(begin)
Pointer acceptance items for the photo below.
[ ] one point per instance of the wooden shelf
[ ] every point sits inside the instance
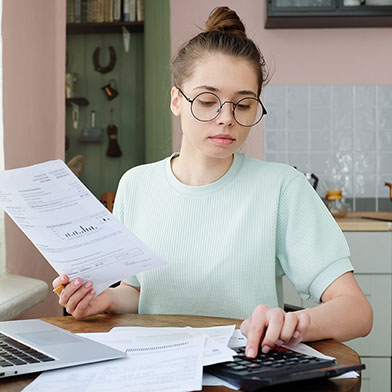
(113, 27)
(80, 101)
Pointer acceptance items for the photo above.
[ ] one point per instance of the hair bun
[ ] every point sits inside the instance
(224, 20)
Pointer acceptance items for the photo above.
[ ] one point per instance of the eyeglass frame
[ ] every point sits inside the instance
(264, 112)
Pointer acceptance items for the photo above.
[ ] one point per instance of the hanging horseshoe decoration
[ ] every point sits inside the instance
(111, 64)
(end)
**Direction:** Render every row above as a Markdown table with the columns "Index" and "Content," numbering each row in order and skipping blank lines. Leave the pictures out of the answer.

**Exercise result:**
| Index | Content |
|---|---|
| 1 | Pointer acceptance items for the photo below. |
| 2 | [ ] one point per instance of the wooden shelf |
| 3 | [ ] every point sits inside the instance |
| 4 | (113, 27) |
| 5 | (80, 101) |
| 6 | Pointer acceptance items for the photo above. |
| 7 | [ ] one point per instance of the hair bun |
| 8 | [ ] every point sits inside the instance |
| 9 | (224, 20) |
| 10 | Pointer acceptance items for the photo above. |
| 11 | [ ] one point per instance of the eyeglass frame |
| 12 | [ ] every point sits inside the instance |
| 13 | (264, 112) |
| 14 | Pointer acceptance items for the photo above. |
| 15 | [ ] one point per instance of the hanging horseshoe decoration |
| 16 | [ ] every point sits inside the instance |
| 17 | (111, 64) |